■ TASKS ■
1 - Copy out the part of the bike-share service excerpt that starts with "The entire system" and goes on through "bikes (default k=5)".
2 - Write what follows in the bike-share service excerpt, picking up after its last line.

■ SELECTED EXCERPT ■
BEGIN

The entire system — ingest, tile building, and serving — runs on Cloudflare Workers. No external VPS needed.

  • operations.md — running locally, monitoring, troubleshooting
  • deploy.md — deployment instructions, KV layout, architecture

Routes

Route Description
GET / Landing page with geolocation — redirects to /nearby
GET /nearby?lat=&lon= Server-rendered HTML page showing nearest bikes
GET /nearest?lat=&lon=&k= JSON API: nearest bikes (default k=5)
GET /systems Return cached systems catalog from KV
GET /systems/refresh Re-fetch systems.csv from GitHub, store in KV
GET /systems/status?format=html Systems directory — every system with stats
GET /station/:system_id Fetch full station data (cached 24h in KV)
GET /availability/:system_id Refresh just availability using cached discovery
GET /ingest/init Seed scheduling state for all systems in KV
GET /ingest/status?format=html&n=30 Ingest dashboard — JSON (default) or HTML, n=rows
GET /ingest/run?sync=true&limit=N Fetch N due systems inline (local dev)

END

■ Referring expression data based on photos ■
BEGIN

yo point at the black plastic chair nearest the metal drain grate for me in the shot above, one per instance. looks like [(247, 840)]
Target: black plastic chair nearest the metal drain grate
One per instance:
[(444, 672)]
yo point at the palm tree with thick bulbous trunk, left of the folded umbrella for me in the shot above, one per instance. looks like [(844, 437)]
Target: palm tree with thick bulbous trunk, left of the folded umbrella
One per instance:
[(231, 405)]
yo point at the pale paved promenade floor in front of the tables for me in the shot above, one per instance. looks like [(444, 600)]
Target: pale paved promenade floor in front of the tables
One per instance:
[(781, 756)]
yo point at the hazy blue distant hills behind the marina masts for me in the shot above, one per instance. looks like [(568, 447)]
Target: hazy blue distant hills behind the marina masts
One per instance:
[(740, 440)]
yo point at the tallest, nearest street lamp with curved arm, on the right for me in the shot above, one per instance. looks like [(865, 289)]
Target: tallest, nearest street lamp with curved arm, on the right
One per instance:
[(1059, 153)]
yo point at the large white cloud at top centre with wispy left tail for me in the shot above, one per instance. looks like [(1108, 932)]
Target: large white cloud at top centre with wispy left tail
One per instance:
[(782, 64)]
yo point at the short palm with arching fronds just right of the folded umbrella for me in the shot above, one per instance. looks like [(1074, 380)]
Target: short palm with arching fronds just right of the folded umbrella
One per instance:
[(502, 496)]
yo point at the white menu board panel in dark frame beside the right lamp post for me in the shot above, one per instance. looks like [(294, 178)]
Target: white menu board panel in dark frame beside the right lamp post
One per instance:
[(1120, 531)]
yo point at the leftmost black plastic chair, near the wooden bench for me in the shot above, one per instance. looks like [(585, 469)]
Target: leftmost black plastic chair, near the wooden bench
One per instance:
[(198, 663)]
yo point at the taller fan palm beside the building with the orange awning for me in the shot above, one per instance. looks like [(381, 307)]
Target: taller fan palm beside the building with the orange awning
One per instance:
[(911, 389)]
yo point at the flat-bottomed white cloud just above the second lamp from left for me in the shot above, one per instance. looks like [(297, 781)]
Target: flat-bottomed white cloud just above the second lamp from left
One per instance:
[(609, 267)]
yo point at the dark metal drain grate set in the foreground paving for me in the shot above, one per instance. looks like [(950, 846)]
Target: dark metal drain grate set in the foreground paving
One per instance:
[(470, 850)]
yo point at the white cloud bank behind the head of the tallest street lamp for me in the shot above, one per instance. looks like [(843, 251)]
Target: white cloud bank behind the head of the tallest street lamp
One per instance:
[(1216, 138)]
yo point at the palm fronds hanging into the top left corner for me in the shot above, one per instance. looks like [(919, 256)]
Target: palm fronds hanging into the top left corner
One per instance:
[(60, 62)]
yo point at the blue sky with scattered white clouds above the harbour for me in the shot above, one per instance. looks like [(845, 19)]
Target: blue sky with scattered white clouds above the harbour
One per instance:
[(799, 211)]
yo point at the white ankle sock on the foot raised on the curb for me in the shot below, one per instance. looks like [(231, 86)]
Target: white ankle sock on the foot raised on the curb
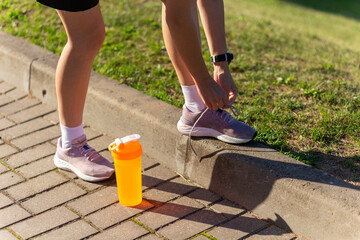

END

■ ANSWERS TO THE EXERCISES ■
1 -
The entire system — ingest, tile building, and serving — runs on Cloudflare Workers. No external VPS needed.

  • operations.md — running locally, monitoring, troubleshooting
  • deploy.md — deployment instructions, KV layout, architecture

Routes

Route Description
GET / Landing page with geolocation — redirects to /nearby
GET /nearby?lat=&lon= Server-rendered HTML page showing nearest bikes
GET /nearest?lat=&lon=&k= JSON API: nearest bikes (default k=5)

2 -
GET /planner/run?sync=true Run planner + build tiles inline (local dev)
GET /api List available API routes

Tests

pnpm test            # single run
pnpm test:watch      # watch mode

Tests use fixture files in src/test/fixtures/ with mock fetch — no network calls.

Project structure

src/
  types/gbfs.ts                          # TypeScript types for GBFS feeds + geo-index
  lib/
    gbfs-fetch.ts                        # Shared fetch helpers (fetchJson, findFeedUrl)
    fetch-systems-catalog.ts             # Pure fn: systems.csv → SystemsCatalog
    fetch-station-data.ts                # Pure fn: system → station/vehicle data
    fetch-availability.ts                # Pure fn: cached discovery → fresh availability
    box-assign.ts                        # Pure fn: assign points to bounding boxes
    box-assign-meta.ts                   # Pure fn: metadata-based box assignment (for Workers)
    geo-tile.ts                          # Pure fn: tile building + binary serialization
    geo-query.ts                         # Pure fn: two-tier kNN query with box routing
    content-hash.ts                      # Pure fn: content hashing for change detection
    kv-scheduling.ts                     # KV-based scheduling state (for Workers)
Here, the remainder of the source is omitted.